===== Records provided
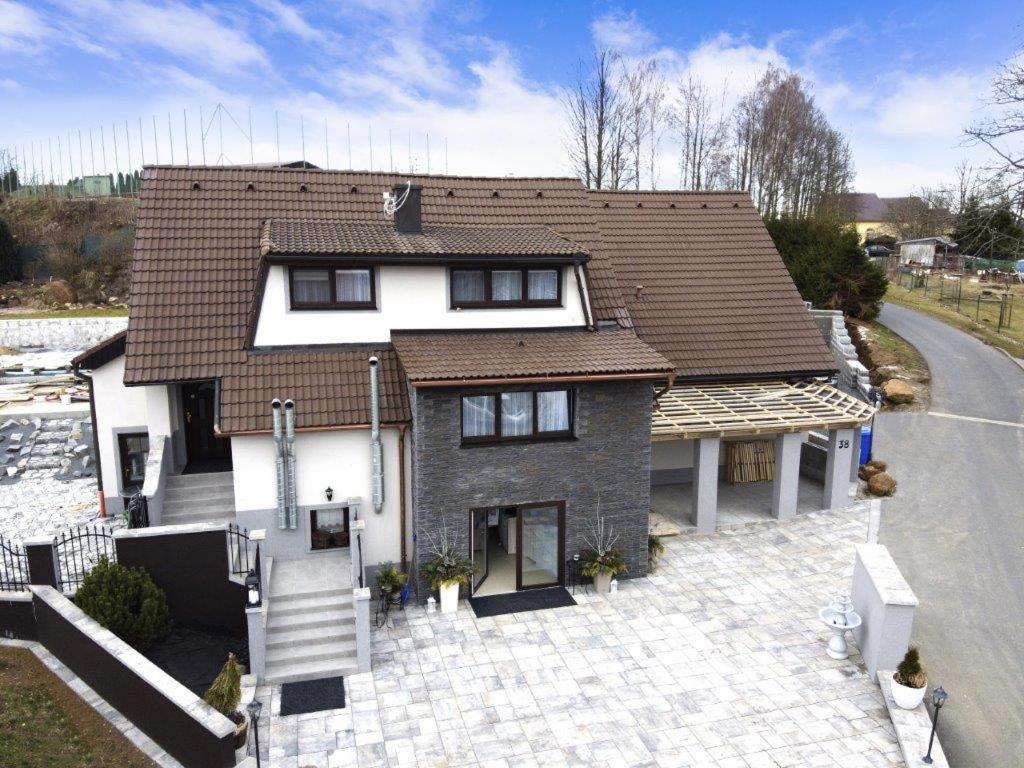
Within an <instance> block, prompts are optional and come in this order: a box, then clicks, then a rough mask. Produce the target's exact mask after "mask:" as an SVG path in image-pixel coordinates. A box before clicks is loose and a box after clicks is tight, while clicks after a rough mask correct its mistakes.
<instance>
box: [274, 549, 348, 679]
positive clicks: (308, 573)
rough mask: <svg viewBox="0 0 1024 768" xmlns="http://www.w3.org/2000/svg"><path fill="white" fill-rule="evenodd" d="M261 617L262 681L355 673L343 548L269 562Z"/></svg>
mask: <svg viewBox="0 0 1024 768" xmlns="http://www.w3.org/2000/svg"><path fill="white" fill-rule="evenodd" d="M268 591H269V595H270V604H269V608H268V611H267V622H266V682H267V683H279V684H280V683H292V682H296V681H299V680H315V679H317V678H324V677H337V676H339V675H354V674H356V673H357V672H358V659H357V656H356V648H355V606H354V605H353V603H352V587H351V578H350V573H349V566H348V558H347V553H345V554H344V555H343V556H342V555H341V553H338V554H337V555H335V554H334V553H331V554H323V555H321V554H317V555H312V556H307V557H306V558H305V559H303V560H294V561H286V562H280V561H278V560H275V561H274V563H273V570H272V571H271V577H270V586H269V590H268Z"/></svg>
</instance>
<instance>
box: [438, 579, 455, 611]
mask: <svg viewBox="0 0 1024 768" xmlns="http://www.w3.org/2000/svg"><path fill="white" fill-rule="evenodd" d="M440 593H441V613H455V612H456V611H457V610H459V583H458V582H453V583H452V584H442V585H441V587H440Z"/></svg>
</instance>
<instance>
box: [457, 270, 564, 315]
mask: <svg viewBox="0 0 1024 768" xmlns="http://www.w3.org/2000/svg"><path fill="white" fill-rule="evenodd" d="M450 291H451V294H452V308H453V309H484V308H495V307H555V306H561V305H562V270H561V267H557V266H526V267H519V266H510V267H501V268H499V267H474V268H462V267H459V268H454V267H453V268H452V269H451V270H450Z"/></svg>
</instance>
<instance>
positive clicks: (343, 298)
mask: <svg viewBox="0 0 1024 768" xmlns="http://www.w3.org/2000/svg"><path fill="white" fill-rule="evenodd" d="M334 280H335V289H336V292H337V294H338V301H344V302H351V303H367V302H369V301H370V270H369V269H338V270H337V271H336V272H335V273H334Z"/></svg>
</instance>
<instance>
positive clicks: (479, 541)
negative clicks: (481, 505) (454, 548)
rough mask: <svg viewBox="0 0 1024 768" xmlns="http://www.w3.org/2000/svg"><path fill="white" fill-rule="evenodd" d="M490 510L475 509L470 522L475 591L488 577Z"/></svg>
mask: <svg viewBox="0 0 1024 768" xmlns="http://www.w3.org/2000/svg"><path fill="white" fill-rule="evenodd" d="M488 512H489V510H486V509H474V510H473V512H472V515H473V516H472V522H471V524H470V535H471V539H472V542H471V545H472V554H473V566H474V568H475V570H474V572H473V591H476V588H477V587H479V586H480V584H481V583H482V582H483V580H484V579H486V578H487V514H488Z"/></svg>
==========
> _Task details_: Could you return every line of the data above verbatim, without the pictures?

> _Reply to the exercise_:
Within an <instance> block, prompts are optional and come in this order: a box, then clicks, then a rough mask. Produce the target's exact mask after "mask:" as an SVG path in image-pixel coordinates. A box before clicks is loose and a box after clicks is tight, while clicks after a rough mask correct its mistakes.
<instance>
box: [274, 549, 348, 679]
positive clicks: (308, 573)
rough mask: <svg viewBox="0 0 1024 768" xmlns="http://www.w3.org/2000/svg"><path fill="white" fill-rule="evenodd" d="M261 617L262 681L355 673L343 548L269 562Z"/></svg>
mask: <svg viewBox="0 0 1024 768" xmlns="http://www.w3.org/2000/svg"><path fill="white" fill-rule="evenodd" d="M268 591H269V595H270V604H269V608H268V611H267V622H266V682H267V683H279V684H280V683H292V682H296V681H299V680H315V679H317V678H324V677H337V676H339V675H354V674H356V673H357V672H358V659H357V656H356V648H355V606H354V605H353V603H352V587H351V578H350V573H349V566H348V558H347V553H345V554H344V555H343V556H342V555H341V553H338V554H337V555H335V554H334V553H331V554H323V555H321V554H317V555H312V556H307V557H306V558H305V559H303V560H294V561H286V562H280V561H278V560H275V561H274V563H273V570H272V571H271V577H270V586H269V590H268Z"/></svg>
</instance>
<instance>
box: [438, 579, 455, 611]
mask: <svg viewBox="0 0 1024 768" xmlns="http://www.w3.org/2000/svg"><path fill="white" fill-rule="evenodd" d="M440 593H441V613H455V612H456V611H457V610H459V583H458V582H453V583H452V584H442V585H441V587H440Z"/></svg>
</instance>
<instance>
box: [457, 270, 564, 315]
mask: <svg viewBox="0 0 1024 768" xmlns="http://www.w3.org/2000/svg"><path fill="white" fill-rule="evenodd" d="M450 291H451V294H452V308H453V309H484V308H495V307H555V306H561V305H562V270H561V267H557V266H526V267H519V266H510V267H501V268H499V267H474V268H462V267H459V268H454V267H453V268H452V269H451V270H450Z"/></svg>
</instance>
<instance>
positive clicks: (343, 298)
mask: <svg viewBox="0 0 1024 768" xmlns="http://www.w3.org/2000/svg"><path fill="white" fill-rule="evenodd" d="M334 280H335V289H336V292H337V294H338V301H344V302H351V303H367V302H369V301H370V270H369V269H338V270H337V271H336V272H335V273H334Z"/></svg>
</instance>
<instance>
positive clicks: (479, 541)
negative clicks: (481, 505) (454, 548)
rough mask: <svg viewBox="0 0 1024 768" xmlns="http://www.w3.org/2000/svg"><path fill="white" fill-rule="evenodd" d="M490 510L475 509L470 522L475 591L488 577Z"/></svg>
mask: <svg viewBox="0 0 1024 768" xmlns="http://www.w3.org/2000/svg"><path fill="white" fill-rule="evenodd" d="M488 512H489V510H486V509H474V510H473V512H472V515H473V516H472V522H471V524H470V535H471V539H472V542H471V545H472V554H473V566H474V568H475V570H474V572H473V591H476V588H477V587H479V586H480V584H481V583H482V582H483V580H484V579H486V578H487V514H488Z"/></svg>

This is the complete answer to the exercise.